-- What you will do --
Repeat exactly the lines of the listing from the line containing "Roadside-survey request: point out the santa claus" through its last line, and nothing beyond them.

-- Supplied material --
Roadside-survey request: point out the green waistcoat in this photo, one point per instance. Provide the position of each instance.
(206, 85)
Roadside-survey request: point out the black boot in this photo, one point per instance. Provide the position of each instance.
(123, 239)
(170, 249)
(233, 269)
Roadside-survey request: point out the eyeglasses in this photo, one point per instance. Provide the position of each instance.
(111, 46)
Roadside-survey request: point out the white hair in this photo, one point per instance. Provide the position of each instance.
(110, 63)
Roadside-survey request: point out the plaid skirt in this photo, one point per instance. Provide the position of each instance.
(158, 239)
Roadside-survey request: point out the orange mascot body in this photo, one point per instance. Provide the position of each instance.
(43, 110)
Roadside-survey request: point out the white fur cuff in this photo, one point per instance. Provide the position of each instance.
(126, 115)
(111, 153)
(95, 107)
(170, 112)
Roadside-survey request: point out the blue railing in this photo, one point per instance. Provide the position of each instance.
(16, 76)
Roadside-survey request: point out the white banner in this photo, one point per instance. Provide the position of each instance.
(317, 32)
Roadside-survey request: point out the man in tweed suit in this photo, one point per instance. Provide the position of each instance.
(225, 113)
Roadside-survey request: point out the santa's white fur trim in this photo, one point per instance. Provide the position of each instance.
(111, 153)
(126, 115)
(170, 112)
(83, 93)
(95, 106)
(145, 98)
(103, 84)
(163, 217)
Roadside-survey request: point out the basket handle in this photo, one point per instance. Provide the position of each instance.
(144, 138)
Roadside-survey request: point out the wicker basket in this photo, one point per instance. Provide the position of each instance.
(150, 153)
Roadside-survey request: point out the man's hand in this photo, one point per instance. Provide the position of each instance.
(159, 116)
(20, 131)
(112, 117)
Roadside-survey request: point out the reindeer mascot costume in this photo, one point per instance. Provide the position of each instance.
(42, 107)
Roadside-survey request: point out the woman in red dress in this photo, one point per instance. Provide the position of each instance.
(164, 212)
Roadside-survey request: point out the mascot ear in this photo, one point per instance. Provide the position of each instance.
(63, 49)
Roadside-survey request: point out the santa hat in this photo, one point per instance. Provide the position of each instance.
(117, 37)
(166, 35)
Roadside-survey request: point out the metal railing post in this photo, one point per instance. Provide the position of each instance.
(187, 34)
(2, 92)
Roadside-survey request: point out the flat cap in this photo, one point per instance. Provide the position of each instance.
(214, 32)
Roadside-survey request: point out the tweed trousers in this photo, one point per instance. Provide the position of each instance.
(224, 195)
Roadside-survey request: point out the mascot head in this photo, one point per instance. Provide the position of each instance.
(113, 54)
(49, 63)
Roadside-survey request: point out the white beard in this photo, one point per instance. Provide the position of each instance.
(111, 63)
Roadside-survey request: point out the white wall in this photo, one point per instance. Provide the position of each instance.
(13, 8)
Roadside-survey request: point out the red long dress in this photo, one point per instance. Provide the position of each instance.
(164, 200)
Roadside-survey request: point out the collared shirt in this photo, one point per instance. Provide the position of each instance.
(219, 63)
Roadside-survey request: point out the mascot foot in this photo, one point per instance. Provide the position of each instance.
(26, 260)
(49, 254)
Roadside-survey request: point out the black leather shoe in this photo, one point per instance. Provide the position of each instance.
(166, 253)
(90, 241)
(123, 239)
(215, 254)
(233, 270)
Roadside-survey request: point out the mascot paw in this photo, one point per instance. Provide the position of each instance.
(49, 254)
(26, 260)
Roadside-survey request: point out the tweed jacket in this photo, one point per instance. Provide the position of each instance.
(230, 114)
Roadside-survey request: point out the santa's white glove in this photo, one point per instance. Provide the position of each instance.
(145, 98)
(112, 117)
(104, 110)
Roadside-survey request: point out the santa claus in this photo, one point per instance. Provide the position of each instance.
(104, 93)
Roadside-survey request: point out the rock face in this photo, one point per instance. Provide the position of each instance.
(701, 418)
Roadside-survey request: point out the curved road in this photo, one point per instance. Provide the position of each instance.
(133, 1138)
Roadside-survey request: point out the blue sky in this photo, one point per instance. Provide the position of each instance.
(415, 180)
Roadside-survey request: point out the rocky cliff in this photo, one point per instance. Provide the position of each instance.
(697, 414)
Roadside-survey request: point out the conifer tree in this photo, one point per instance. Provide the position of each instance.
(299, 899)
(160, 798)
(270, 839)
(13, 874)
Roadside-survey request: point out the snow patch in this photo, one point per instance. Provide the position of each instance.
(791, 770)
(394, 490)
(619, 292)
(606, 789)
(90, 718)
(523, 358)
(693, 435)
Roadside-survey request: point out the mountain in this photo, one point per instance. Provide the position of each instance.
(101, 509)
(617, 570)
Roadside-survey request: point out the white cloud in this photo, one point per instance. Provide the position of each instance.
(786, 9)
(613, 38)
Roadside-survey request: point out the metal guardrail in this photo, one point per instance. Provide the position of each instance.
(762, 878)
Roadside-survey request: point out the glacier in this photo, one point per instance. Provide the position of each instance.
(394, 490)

-- Output --
Roadside-survey request: point out the santa claus in this photo, one point per instance. Provide the position of each instance.
(104, 93)
Roadside-survey request: point out the rock face in this photo, one point per instance. Provide the position of each instance.
(701, 418)
Roadside-survey request: point out the curved road in this photo, one point per instance. Provide the position of each instance.
(133, 1138)
Roadside-survey request: point out the blue sky in this photo, one point per instance. Provide the position of each instance.
(415, 180)
Roadside-survey request: point out the rocky cliff in this photo, one point per instance. Provide the position of each instance.
(697, 414)
Roadside-survey request: point out the conifer tree in this photo, one point per instance. Provide the position of each instance.
(299, 899)
(160, 798)
(270, 839)
(13, 874)
Roadside-survey request: point out the snow patch in this photo, one point per instance. Provide the position of each instance.
(791, 770)
(394, 490)
(619, 292)
(606, 789)
(90, 718)
(523, 358)
(693, 435)
Roadside-survey request: point out the mountain in this photo, one point per instance. Provide the position of each instance.
(101, 509)
(617, 570)
Roadside-survey request: point out the white cloud in this photo, one point per instance. Provide the position of each instance.
(786, 9)
(613, 38)
Roadside-survey request: point out the metal guardrail in this photo, one point per instance. Provide the position of each instance.
(762, 878)
Roadside-survey request: point out the glacier in this photo, one point per instance. Provide the position of each instance.
(394, 490)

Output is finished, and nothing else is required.